# Extract provided start
Barber v. International Broth. of Boilermakers, Iron Ship Builders, Blacksmiths, Forgers, and Helpers, Dist. Lodge No. 57

Decision Date04 April 1988
Docket NumberNo. 87-7080,87-7080
Parties46 Fair Empl.Prac.Cas. 1542, 46 Empl. Prac. Dec. P 37,898 Charles R. BARBER, Plaintiff-Appellee, v. INTERNATIONAL BROTHERHOOD OF BOILERMAKERS, IRON SHIP BUILDERS, BLACKSMITHS, FORGERS, AND HELPERS, DISTRICT LODGE # 57, Defendants-Appellants.
CourtU.S. Court of Appeals — Eleventh Circuit

George C. Longshore, Birmingham, Ala., for defendants-appellants.

Carol Ann Rasmussen, Birmingham, Ala., for plaintiff-appellee.

Appeal from the United States District Court for the Northern District of Alabama.

Before VANCE and CLARK, Circuit Judges, and GARZA *, Senior Circuit Judge.

CLARK, Circuit Judge:

The district court in this case has entered two judgments against appellant, District Lodge No. 57 of the International Brotherhood of Boilermakers ("the union"), finding on both occasions that the union intentionally discriminated against appellee Charles R. Barber in violation of Title VII of the Civil Rights Act of 1964, 42 U.S.C. Secs. 2000e to 2000e-17 (1982). After the entry of the first judgment, the union appealed to this court, the judgment was vacated, and the case was remanded to the district court for proceedings consistent with our opinion. See Barber v. International Brotherhood of Boilermakers, 778 F.2d 750 (11th Cir.1985). On this appeal, finding that the district court exceeded our mandate by admitting a considerable amount of new evidence and that the evidence that was authorized on remand did not support a finding of intentional discrimination, we reverse.

I. BACKGROUND

The International Brotherhood of Boilermakers is a construction union that negotiates with employers concerning the working rules and conditions of employment in the boilermaking trade. The collective bargaining agreement governing the boilermakers in District Lodge No. 57 is the Southeastern States Articles of Agreement. Under the Southeastern States Agreement, locals of the union maintain an "out-of-work" list from which union members and others are referred to various jobs.
# Extract provided end
# Provided data start
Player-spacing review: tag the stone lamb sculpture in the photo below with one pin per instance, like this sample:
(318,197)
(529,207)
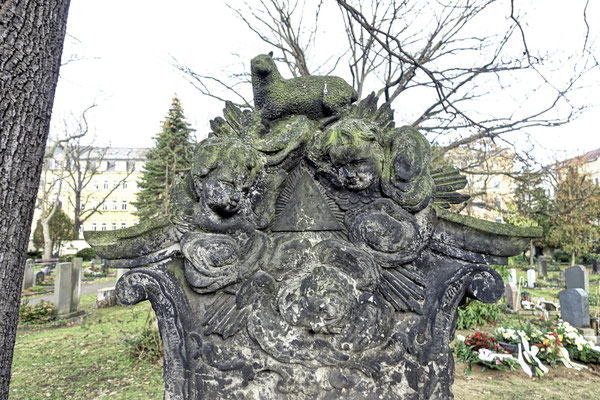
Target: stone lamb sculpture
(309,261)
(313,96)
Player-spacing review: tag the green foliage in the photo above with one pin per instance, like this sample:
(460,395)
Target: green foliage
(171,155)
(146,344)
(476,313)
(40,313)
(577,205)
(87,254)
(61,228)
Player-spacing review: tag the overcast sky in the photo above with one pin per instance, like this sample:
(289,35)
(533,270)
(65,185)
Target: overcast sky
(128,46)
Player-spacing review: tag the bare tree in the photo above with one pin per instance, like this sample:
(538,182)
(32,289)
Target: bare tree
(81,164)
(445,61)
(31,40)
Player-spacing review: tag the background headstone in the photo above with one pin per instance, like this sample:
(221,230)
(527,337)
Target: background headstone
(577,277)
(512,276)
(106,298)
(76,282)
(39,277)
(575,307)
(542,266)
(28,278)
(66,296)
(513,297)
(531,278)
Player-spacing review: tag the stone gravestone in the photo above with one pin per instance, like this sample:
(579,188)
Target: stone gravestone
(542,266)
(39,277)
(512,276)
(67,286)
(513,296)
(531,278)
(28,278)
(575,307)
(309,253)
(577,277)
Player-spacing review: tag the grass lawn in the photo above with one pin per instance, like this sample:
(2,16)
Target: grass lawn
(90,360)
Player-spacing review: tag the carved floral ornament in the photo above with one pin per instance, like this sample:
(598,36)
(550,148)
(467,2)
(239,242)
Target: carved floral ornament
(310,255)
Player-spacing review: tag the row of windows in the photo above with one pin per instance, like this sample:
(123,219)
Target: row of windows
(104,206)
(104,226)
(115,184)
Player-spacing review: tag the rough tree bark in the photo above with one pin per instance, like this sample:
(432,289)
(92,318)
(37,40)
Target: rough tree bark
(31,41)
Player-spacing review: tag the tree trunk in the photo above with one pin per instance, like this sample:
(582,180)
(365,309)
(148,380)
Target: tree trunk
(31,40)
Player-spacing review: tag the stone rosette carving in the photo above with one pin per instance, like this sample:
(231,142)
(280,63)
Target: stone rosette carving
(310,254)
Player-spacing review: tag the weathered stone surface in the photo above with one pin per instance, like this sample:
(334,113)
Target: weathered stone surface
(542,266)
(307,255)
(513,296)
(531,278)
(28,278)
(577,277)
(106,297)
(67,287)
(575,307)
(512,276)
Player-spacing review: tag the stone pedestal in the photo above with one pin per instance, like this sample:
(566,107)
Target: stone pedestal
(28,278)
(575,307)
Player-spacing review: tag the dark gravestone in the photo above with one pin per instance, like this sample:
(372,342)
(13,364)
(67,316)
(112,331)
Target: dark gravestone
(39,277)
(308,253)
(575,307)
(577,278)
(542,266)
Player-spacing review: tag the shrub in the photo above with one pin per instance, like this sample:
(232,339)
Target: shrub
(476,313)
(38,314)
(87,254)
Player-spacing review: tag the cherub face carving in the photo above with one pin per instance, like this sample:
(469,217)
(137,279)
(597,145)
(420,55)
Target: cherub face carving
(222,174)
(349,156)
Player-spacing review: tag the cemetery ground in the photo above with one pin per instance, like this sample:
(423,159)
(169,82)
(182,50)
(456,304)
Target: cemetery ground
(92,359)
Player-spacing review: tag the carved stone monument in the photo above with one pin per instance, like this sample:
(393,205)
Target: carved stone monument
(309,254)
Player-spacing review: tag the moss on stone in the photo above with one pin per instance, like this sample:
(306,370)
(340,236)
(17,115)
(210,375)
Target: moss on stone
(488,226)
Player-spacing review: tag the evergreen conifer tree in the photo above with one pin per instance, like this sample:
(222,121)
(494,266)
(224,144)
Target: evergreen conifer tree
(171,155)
# Provided data end
# Objectives:
#1 On what date was the court opinion decided?
#2 Please continue the court opinion from where it stops.

# Answers given:
#1 04 April 1988

#2
The rates union members are paid depend primarily on their status in the union. "Full-fledged," or journeymen, boilermakers are paid 100% of the rate specified in the Southeastern States Agreement. Those who are not fully qualified boilermakers--those in the union's helper-trainee program--are usually paid less. The trainee program, as it is set forth in the Agreement, provides that union members with less than 2000 hours experience are paid 70% of the specified rate and those with 2000-8000 hours 80% of the specified rate. Once a trainee reaches 8000 qualified hours, he or she becomes a full-fledged boilermaker and is always paid the 100% rate. 1

Appellee Barber first became affiliated with the union in July 1977. He had been working as a laborer and cement finisher with several members of the union. These members approached Carl Phillips, the business agent of Local 455, about starting Barber in the trainee program. After talking with Barber, and on the belief that he had no boilermaking experience, Phillips signed Barber up as a 70% trainee and the only black in the local.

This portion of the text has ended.